Prompt A: List the four things that, according to the commentary on phase I trials, phase I trials are required and designed to assess in humans.
Prompt B: Please reproduce a portion of the commentary on phase I trials word for word. Begin at the words "In addition to" and stop after "be ethical reasons.".
Prompt C: Pick up the commentary on phase I trials after its last sentence and carry it forward.

Text provided:

┌──

In addition to having several other responsibilities, I lead a clinical research group and have designed and implemented, and have been a principal investigator for, numerous investigator-initiated and industry-sponsored clinical trials. For the most part my group has participated in phase II or III clinical trials, but we have performed a few phase I studies. I was recently asked to participate in a phase I clinical trial of a new biologic agent for IBD, but have declined for what I believe to be ethical reasons.

Phase I clinical trials usually occur after pilot studies have been completed in animals to deduce the potential mechanisms of action, pharmacology and toxicology of a drug. As such, they are generally the first stage of drug testing in humans. Phase I trials are required and designed to assess the safety, tolerability, pharmacokinetics and pharmacodynamics of a drug in humans. However, unlike phase II or III trials, phase I trials are not intended to demonstrate or confirm clinical efficacy. This latter point is extremely important when patients are recruited, as the concept of equipoise regarding the potential benefit of a therapy is not applicable—there are no preliminary data (and no rationale) available to be able to present an informed risk–benefit statement when obtaining the consent of a patient to enter the trial. Therefore, phase I clinical trials are usually performed in normal, healthy individuals or terminally ill patients. Often, healthy controls are paid to participate in phase I trials in contrast to the volunteers recruited for phase II or III trials

...with the number of trials of biologic agents increasing, numerous volunteer patients have been immunized against a biologic by their early exposure to it...

Even for phase II trials (and some phase III trials) I am afraid that some patients have been 'burned' by their participation—and not from unexpected toxicity. Instead, with the number of trials of biologic agents increasing, numerous volunteer patients have been immunized against a biologic by their early exposure to it, and have subsequently developed hypersensitivity reactions and loss of response when re-exposed to the same drug once it has been approved for marketing.

└──

Available data:
┌──

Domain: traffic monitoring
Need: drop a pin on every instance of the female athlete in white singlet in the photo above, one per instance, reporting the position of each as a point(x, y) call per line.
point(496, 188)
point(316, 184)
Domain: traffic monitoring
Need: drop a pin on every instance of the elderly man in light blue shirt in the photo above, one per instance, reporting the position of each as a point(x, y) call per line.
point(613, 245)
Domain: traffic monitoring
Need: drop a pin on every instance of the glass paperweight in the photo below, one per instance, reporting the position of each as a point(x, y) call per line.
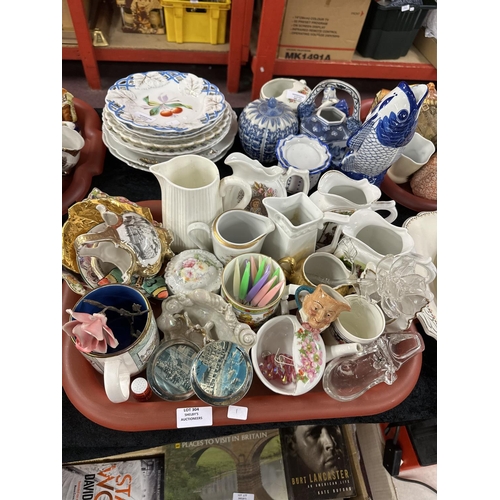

└──

Your response A:
- Safety
- Tolerability
- Pharmacokinetics
- Pharmacodynamics

Your response B:
In addition to having several other responsibilities, I lead a clinical research group and have designed and implemented, and have been a principal investigator for, numerous investigator-initiated and industry-sponsored clinical trials. For the most part my group has participated in phase II or III clinical trials, but we have performed a few phase I studies. I was recently asked to participate in a phase I clinical trial of a new biologic agent for IBD, but have declined for what I believe to be ethical reasons.

Your response C:
I learned a lesson with infliximab, the first biologic agent approved for the treatment of Crohn's disease. In the early (phase II) studies of infliximab, patients in the treatment groups were exposed to a single infusion or a series of three infusions of infliximab (N Engl J Med [1997] 337: 1029–1035; N Engl J Med [1999] 340: 1398–1405). Although such studies demonstrated the remarkable efficacy of infliximab and led to FDA approval, once the studies were completed, patients were unable to obtain any further doses of infliximab until it was marketed 6–18 months later. When patients who responded so splendidly (and after a relatively short duration) were re-exposed to marketed infliximab, approximately 25% developed severe delayed hypersensitivity reactions that precluded subsequent dosing (Gastroenterology [2003] 124: 1140–1150). Ultimately, these patients were unable to benefit from the drug that they volunteered to test because of the development of anti-infliximab antibodies. Furthermore, nearly a decade passed before a second, alternative anti-TNF agent—adalimumab—became available. These folk were clearly canaries in a mine shaft...and they got the shaft!

Consequently, I now have serious concerns regarding enrolling patients into phase I, or even phase II, trials of agents that have the potential to induce the development of antibodies, unless it is clearly stated during 'informed consent' that participating in the clinical trial could preclude them from gaining any benefit from the experimental therapy, even if it is eventually proven to be effective and approved for marketing.